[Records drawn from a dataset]
::::::

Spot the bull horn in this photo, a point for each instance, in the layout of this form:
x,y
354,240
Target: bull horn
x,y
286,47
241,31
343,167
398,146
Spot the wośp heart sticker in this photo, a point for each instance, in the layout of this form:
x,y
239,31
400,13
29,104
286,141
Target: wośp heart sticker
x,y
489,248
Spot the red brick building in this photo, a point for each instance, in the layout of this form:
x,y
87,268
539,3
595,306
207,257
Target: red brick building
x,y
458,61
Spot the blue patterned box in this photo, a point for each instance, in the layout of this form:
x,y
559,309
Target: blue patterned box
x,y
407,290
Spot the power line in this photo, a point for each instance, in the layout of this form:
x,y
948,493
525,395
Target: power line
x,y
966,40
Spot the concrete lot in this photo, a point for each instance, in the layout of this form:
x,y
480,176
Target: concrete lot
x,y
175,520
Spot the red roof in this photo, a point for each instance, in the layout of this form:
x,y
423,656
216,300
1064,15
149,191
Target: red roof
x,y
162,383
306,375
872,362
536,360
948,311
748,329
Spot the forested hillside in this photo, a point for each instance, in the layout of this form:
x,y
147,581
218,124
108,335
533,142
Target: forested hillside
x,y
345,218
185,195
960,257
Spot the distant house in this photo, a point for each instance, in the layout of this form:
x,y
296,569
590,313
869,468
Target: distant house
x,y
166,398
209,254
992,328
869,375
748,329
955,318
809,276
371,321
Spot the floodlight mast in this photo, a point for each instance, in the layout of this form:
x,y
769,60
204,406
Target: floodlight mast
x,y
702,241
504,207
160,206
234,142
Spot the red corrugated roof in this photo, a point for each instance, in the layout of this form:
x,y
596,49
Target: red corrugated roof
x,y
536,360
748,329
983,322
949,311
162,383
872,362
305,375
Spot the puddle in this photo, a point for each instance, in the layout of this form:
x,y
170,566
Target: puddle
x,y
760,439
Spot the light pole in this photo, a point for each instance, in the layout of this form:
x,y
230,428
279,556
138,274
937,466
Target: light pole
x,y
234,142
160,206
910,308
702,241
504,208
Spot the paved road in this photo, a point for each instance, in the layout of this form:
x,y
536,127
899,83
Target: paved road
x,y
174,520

::::::

* **Instructions for the task**: Repeat every line of the records above exactly.

* **Exercise result**:
Spot the bull horn in this photo, a point for each instance, in the layout of this form:
x,y
354,240
Target: bull horn
x,y
286,47
241,31
343,167
398,146
Spot the wośp heart sticker in this photo, a point for each instance, in the layout of this form:
x,y
239,31
400,13
29,104
286,141
Target: wośp heart sticker
x,y
489,248
Spot the red brick building in this photo, a point for each instance, in the layout of this form:
x,y
87,268
539,3
595,306
207,257
Target: red brick building
x,y
458,61
Spot the blue patterned box in this photo, a point for each instance, in the layout of this form:
x,y
559,309
Target: blue patterned box
x,y
407,290
Spot the power line in this photo, a point for each instance, in the layout of this form:
x,y
948,493
525,395
Target: power line
x,y
966,40
Spot the concrete lot in this photo, a point for each instance, in the layout of this form:
x,y
480,176
Target: concrete lot
x,y
175,520
Spot the red roof in this photo, a point for each instance, in the layout of this form:
x,y
423,656
216,300
1064,15
149,191
Target: red roof
x,y
162,383
306,375
872,362
536,360
948,311
748,329
Spot the forested hillside in this photo, a point for each instance, in the layout of this form:
x,y
147,581
218,124
108,335
533,142
Target: forested hillside
x,y
345,218
185,195
960,257
Spot the distant house in this photo, a point for each instance, in the layout of this form:
x,y
296,569
590,313
869,468
Target: distant house
x,y
166,398
209,254
992,328
869,375
748,329
955,318
809,276
371,321
Spot the floodlight mast in this photo, a point for each instance, in the layout of this form:
x,y
769,60
204,406
Target: floodlight mast
x,y
702,241
504,207
160,206
234,142
Spot the red corrugated roof in this photo, a point for each instance, in the layout of this form:
x,y
596,49
Target: red corrugated roof
x,y
536,360
748,329
983,322
949,311
162,383
872,362
305,375
Spot the puddle in this photo, a point for each instance, in the layout of this form:
x,y
170,566
Target: puddle
x,y
760,439
Spot the light pole in this photo, a point for each instance, in the layout of this form:
x,y
230,428
279,556
138,274
937,466
Target: light pole
x,y
234,142
160,206
910,308
702,241
504,208
Spot the paved road in this photo, a point for each instance, in the layout of this form:
x,y
536,127
899,83
Target: paved road
x,y
174,520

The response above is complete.